Region annotation entries:
-----
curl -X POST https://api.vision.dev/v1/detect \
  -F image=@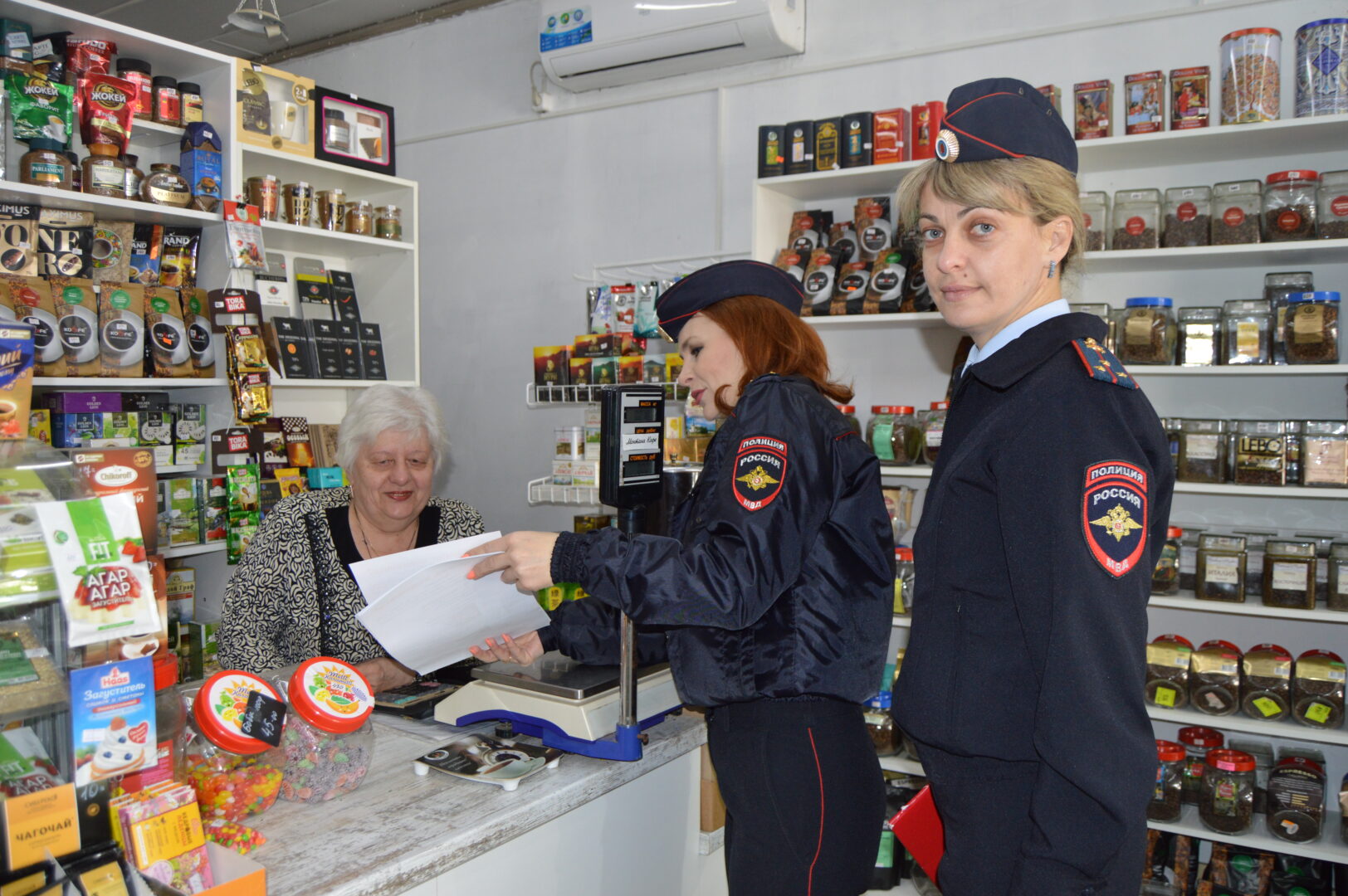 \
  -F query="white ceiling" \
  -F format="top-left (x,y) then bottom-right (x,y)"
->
-----
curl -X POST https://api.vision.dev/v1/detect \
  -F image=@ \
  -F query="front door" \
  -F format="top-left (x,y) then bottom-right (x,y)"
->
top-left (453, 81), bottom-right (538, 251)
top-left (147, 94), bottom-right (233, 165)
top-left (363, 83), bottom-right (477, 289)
-----
◆ Requirement ◆
Report every line of the listing that contains the string "right".

◆ Reply to the exercise ◆
  -F format="top-left (x,y) then bottom-right (x,y)"
  -F format="top-left (x,y) then bottom-right (x,y)"
top-left (453, 81), bottom-right (538, 251)
top-left (147, 94), bottom-right (233, 165)
top-left (363, 83), bottom-right (477, 289)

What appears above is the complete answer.